[DATA PROVIDED]:
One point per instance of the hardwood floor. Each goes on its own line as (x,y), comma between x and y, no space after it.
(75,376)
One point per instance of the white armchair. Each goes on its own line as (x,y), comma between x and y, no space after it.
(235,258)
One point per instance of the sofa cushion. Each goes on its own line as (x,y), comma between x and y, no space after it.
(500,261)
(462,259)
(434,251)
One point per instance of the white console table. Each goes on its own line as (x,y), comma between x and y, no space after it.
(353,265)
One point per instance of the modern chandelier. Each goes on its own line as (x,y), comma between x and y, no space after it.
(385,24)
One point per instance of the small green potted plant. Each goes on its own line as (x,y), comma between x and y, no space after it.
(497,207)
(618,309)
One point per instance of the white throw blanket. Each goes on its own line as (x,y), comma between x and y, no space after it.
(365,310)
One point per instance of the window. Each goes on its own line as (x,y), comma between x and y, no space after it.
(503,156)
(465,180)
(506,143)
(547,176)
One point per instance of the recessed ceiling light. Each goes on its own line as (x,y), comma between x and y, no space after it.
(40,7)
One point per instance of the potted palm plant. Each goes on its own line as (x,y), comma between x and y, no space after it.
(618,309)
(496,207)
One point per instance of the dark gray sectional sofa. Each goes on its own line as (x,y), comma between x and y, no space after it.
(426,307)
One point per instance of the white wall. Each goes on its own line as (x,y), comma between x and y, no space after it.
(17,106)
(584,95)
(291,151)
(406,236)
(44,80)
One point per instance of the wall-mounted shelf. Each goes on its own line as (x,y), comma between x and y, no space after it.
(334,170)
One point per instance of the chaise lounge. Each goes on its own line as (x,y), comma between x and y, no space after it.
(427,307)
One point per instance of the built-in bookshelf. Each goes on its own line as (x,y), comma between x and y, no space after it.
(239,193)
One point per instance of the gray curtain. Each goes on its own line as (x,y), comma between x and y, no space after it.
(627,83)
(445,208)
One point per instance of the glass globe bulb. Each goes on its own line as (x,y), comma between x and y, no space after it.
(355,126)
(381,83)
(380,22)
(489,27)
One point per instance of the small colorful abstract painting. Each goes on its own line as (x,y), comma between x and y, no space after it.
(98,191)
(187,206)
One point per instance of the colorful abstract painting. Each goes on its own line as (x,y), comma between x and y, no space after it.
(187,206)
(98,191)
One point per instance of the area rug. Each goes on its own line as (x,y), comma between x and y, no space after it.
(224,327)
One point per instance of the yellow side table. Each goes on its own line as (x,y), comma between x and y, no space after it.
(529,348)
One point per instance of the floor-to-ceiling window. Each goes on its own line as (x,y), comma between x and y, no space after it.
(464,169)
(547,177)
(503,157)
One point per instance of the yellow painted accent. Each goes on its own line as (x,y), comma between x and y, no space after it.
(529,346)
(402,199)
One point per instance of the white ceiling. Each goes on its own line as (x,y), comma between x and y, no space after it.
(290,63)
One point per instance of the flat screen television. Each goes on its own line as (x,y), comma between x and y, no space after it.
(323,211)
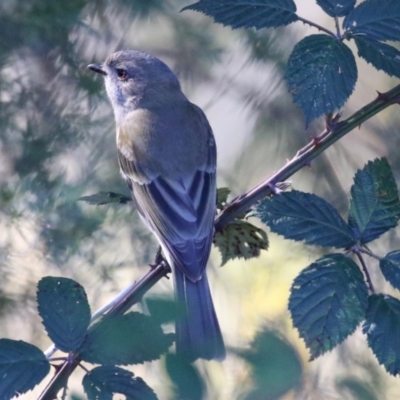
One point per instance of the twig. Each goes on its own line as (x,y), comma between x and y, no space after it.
(138,289)
(305,155)
(365,269)
(339,34)
(238,206)
(319,27)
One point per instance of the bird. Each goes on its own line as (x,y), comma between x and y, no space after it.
(167,155)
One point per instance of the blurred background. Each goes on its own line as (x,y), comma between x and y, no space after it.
(57,144)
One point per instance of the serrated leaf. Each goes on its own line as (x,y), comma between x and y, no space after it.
(374,205)
(132,338)
(22,367)
(390,267)
(222,197)
(188,383)
(65,311)
(275,366)
(321,74)
(164,309)
(382,56)
(382,327)
(305,216)
(327,302)
(102,198)
(240,239)
(251,13)
(102,383)
(337,8)
(379,19)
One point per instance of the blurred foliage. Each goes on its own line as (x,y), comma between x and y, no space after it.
(57,145)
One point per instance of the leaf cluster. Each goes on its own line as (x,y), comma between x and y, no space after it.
(333,295)
(132,338)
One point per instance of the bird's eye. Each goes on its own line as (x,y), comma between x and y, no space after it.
(121,73)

[TASK OBJECTIVE]:
Retype every item above word for word, with each one's points in the same order. Leave out the pictures.

[ANSWER FOR THIS EXERCISE]:
One point per instance of the hardwood floor. Each goes on its own line as (x,y), comma between x and y, no space after it.
(75,376)
One point per instance of the white armchair. Each goes on its own line as (x,y), comma between x and y, no space after it.
(235,258)
One point per instance of the sofa cushion. Each goes on its own line as (x,y), comma between x and y, no space after it.
(500,261)
(462,259)
(434,251)
One point per instance of the white console table. Each goes on its own line as (x,y), comma between x and y, no space after it.
(353,265)
One point per instance of the modern chandelier. Each goes on its own line as (x,y), comma between x and y, no space after it.
(385,24)
One point per instance of the small green potted plant. Each goes on its own line as (x,y), comma between x and y, no space after it.
(497,207)
(618,309)
One point per instance of the white throw blanket. Each goes on its own line as (x,y), comma between x and y, no space after it.
(365,310)
One point per instance of the window. Each goes on its own line as (x,y), comma between x and y, no space after it.
(503,156)
(465,180)
(506,143)
(547,176)
One point per instance of the recessed ceiling light. Each goes on its own line as (x,y), comma between x and y, no space after it.
(40,7)
One point per instance of the potted palm plant. Each goes on its own line as (x,y), comma between x and y, no space after it.
(618,309)
(496,207)
One point per instance of the dark gray sectional sofa. Each goes on its own line as (x,y), comma between x and y, no space after it.
(426,307)
One point per instance of the white wall. Each goes on its own line as (x,y), comma between x and y, no space after it.
(17,106)
(584,95)
(291,151)
(406,236)
(44,80)
One point per instance of the wall-mounted shelf. Each goes on its own line as (x,y), comma between x and y, no space after it.
(334,170)
One point per instance of the chaise lounge. Each goes on its own line as (x,y), comma between x and y, no space after it.
(427,307)
One point per instance of the built-in bookshelf. Each goes on its own line as (x,y), comma between x and y, no space after it.
(239,193)
One point per instance of the gray curtain. Each goes on its own line as (x,y), comma between x and y, no space after it.
(627,83)
(445,208)
One point per instance of the glass globe bulb. Each goes on its own line as (x,y), comma between x and y, no space after it.
(355,126)
(381,83)
(380,22)
(489,27)
One point per instance of the small colorful abstract painting. Each goes on its own line as (x,y), comma between x and y, no space after it.
(98,191)
(187,206)
One point per instance of the colorful abstract painting. Each goes on its own line as (x,y), comma between x and y, no space after it.
(187,206)
(98,191)
One point per instance of the area rug. Each goes on its own line as (x,y), comma between x and y, no space after it.
(224,327)
One point per instance of the yellow side table. Each goes on its own line as (x,y), comma between x and y, no space after it.
(529,348)
One point per instance of the floor-to-ceiling window. Each goes on its own line as (x,y), comma between x and y, no space after it.
(464,169)
(547,177)
(503,157)
One point per instance of the yellow painted accent. Each goes on its own line as (x,y), comma between x and y, no space after it.
(529,346)
(402,199)
One point per instance of the white ceiling. Each goes on its own line as (x,y), comma between x and y, no space after it.
(290,63)
One point per instance of the flat screen television. Each goes on its own line as (x,y), comma between x and y, no space after it.
(323,211)
One point per instance of the twig. Each goes on its own line as (x,y), comma between x and y, no space after it.
(138,289)
(305,155)
(365,269)
(339,34)
(238,206)
(319,27)
One point per instance of the bird. Each goes on its own line as (x,y), comma between x and y, no space after it.
(167,155)
One point per instance of the blurred background. Each goes on its own line as (x,y), comma between x and y, no space after it.
(57,144)
One point per instance of the serrated leaf. Each goes on its own line as (x,y), comma between x and y, no space after it.
(374,205)
(132,338)
(22,367)
(390,267)
(222,197)
(188,383)
(65,311)
(275,366)
(321,74)
(164,309)
(382,56)
(382,327)
(305,216)
(327,302)
(102,198)
(240,239)
(251,13)
(102,383)
(337,8)
(379,19)
One point per instance of the blurred foliage. Each goes on its own line as (x,y), comma between x and y, no space after it.
(57,145)
One point per instance of the leaf cluster. Each goes on its own line as (x,y), comma between x and y, no space after it.
(333,295)
(132,338)
One point per instance of the bird's eye. Each goes on its own line as (x,y), comma between x and y, no space after it.
(121,73)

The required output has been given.